= Assigned task =
With the records in front of you, set every one of them down exactly.

══ Material supplied ══

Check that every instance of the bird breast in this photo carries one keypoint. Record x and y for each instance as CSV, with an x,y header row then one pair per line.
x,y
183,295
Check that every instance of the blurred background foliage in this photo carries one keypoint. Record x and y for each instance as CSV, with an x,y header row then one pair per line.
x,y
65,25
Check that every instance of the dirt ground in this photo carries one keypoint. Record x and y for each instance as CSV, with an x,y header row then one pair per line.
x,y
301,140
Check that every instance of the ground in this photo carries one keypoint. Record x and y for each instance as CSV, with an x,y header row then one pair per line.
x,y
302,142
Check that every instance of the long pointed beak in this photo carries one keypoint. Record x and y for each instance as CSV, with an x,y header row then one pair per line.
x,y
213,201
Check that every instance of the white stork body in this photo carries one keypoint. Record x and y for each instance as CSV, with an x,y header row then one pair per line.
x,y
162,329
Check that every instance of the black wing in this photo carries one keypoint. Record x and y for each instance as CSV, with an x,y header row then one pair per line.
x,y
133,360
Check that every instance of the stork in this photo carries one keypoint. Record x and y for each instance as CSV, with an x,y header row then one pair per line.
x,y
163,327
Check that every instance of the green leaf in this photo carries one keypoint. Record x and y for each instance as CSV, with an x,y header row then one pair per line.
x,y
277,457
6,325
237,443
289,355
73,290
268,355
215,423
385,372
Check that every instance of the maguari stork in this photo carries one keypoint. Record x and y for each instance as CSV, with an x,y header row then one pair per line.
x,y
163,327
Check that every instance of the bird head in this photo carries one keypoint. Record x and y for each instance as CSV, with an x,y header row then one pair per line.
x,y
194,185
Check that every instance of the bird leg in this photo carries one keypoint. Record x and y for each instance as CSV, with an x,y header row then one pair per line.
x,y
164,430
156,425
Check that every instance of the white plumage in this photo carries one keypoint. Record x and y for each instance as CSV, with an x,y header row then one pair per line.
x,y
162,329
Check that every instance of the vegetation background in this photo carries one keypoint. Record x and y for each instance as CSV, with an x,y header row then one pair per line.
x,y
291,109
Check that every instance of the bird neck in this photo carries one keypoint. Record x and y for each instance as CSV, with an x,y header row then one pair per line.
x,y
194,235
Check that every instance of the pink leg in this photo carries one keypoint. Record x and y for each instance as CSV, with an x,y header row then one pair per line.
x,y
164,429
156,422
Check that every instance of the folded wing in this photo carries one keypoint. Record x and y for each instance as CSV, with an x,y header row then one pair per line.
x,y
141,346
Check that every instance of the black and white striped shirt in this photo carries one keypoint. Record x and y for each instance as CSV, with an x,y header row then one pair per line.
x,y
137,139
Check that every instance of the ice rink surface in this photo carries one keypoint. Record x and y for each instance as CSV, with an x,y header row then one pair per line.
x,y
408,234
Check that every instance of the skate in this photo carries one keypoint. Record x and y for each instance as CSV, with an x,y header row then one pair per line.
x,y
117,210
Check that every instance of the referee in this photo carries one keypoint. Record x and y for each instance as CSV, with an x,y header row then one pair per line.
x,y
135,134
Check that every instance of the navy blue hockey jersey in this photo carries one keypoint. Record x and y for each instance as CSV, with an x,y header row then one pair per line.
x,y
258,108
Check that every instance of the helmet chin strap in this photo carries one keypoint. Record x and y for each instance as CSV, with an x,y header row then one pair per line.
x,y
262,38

═══

= Answer to the problem =
Check that every instance of the bird breast in this photo carries one keypoint. Record x and y for each instance as CSV, with an x,y header row then one pair per line.
x,y
183,295
Check that every instance of the blurred background foliage in this photo carries one keypoint. Record x and y for each instance as CSV, with an x,y header row then one pair per line.
x,y
65,25
Check that every instance of the dirt ground in this photo carries one keypoint. Record x and y for each instance as CSV, with an x,y header row then one pair per line.
x,y
301,140
Check that every instance of the ground in this photo carries one keypoint. Record x and y for each instance as CSV, with an x,y header row then one pair per line.
x,y
302,142
Check that every instance of the long pointed beak in this photo carries one keypoint. Record x and y for each instance as CSV, with an x,y header row then one pair per line.
x,y
213,201
Check that every instance of the white stork body in this photo carries one keypoint. Record x and y for each instance as CSV, with an x,y header row then one pair per line.
x,y
162,329
Check that every instance of the black wing in this photo carries one keypoint. Record x and y for each instance as CSV, with an x,y header row then one pair per line.
x,y
133,360
Check that every instance of the stork in this photo carries one keypoint. Record x and y for each instance as CSV, with an x,y header row then one pair per line.
x,y
163,327
Check that every instance of the green leaf in this photo carries one keypoint. Record x and y for each instance as CSV, with an x,y header row then one pair per line.
x,y
277,457
6,325
237,443
289,355
73,290
268,355
215,423
385,372
Check that every instance of the maguari stork in this photo carries one keypoint. Record x and y for each instance as CSV, with an x,y header row then one pair per line.
x,y
163,327
Check that every instance of the bird head in this photo carries one keypoint. Record x and y for each instance as CSV, with an x,y header row then one pair per line.
x,y
194,185
Check that every instance of the bird leg in this photo carries one keypoint. Record x and y for each instance as CSV, with an x,y header row then one pair per line.
x,y
164,430
156,425
Check that every instance of the white plumage in this photo carries one keypoint. Record x and y for each instance as CSV, with an x,y header row then one pair per line.
x,y
162,329
Check that every instance of the vegetation background in this photo carries one keypoint. Record x and y for each instance as CSV, with an x,y header row then one pair per line.
x,y
291,109
Check that every instance of the bird neck in this photo carries one keypoint. Record x and y for each instance as CSV, with an x,y header row then one pair per line.
x,y
194,235
Check that every instance of the pink leg in this photo carries one keypoint. Record x and y for each instance as CSV, with an x,y header row then one pair per line.
x,y
164,429
156,422
Check that every instance of the folded wing in this photo carries one keypoint. Record x and y for each instance as CSV, with an x,y header row then one pair per line.
x,y
141,346
Check that every instance of the black and white striped shirt in this photo carries one keypoint. Record x and y for each instance as CSV, with an x,y header row then one pair per line.
x,y
137,139
Check that every instance of the ice rink surface in this photo carries one keypoint. Record x and y for each instance as CSV, with an x,y header row then one pair per line.
x,y
408,234
Check that every instance of the skate in this photo carries one keypoint. Record x and y for each instance as CSV, with an x,y header row then one pair per line.
x,y
117,210
Check that every instance of the referee in this photo carries one keypoint. Record x and y for each instance as CSV, with an x,y header row then one pair per line.
x,y
135,134
Check that every instance of the navy blue hockey jersey in this photo carries one keypoint. Record x and y for each instance as CSV, with an x,y header row then one pair per line.
x,y
258,108
Check that every instance of the helmet chin strap in this photo carries one keypoint. Record x and y for each instance as CSV, with an x,y header row then one pair per line.
x,y
262,38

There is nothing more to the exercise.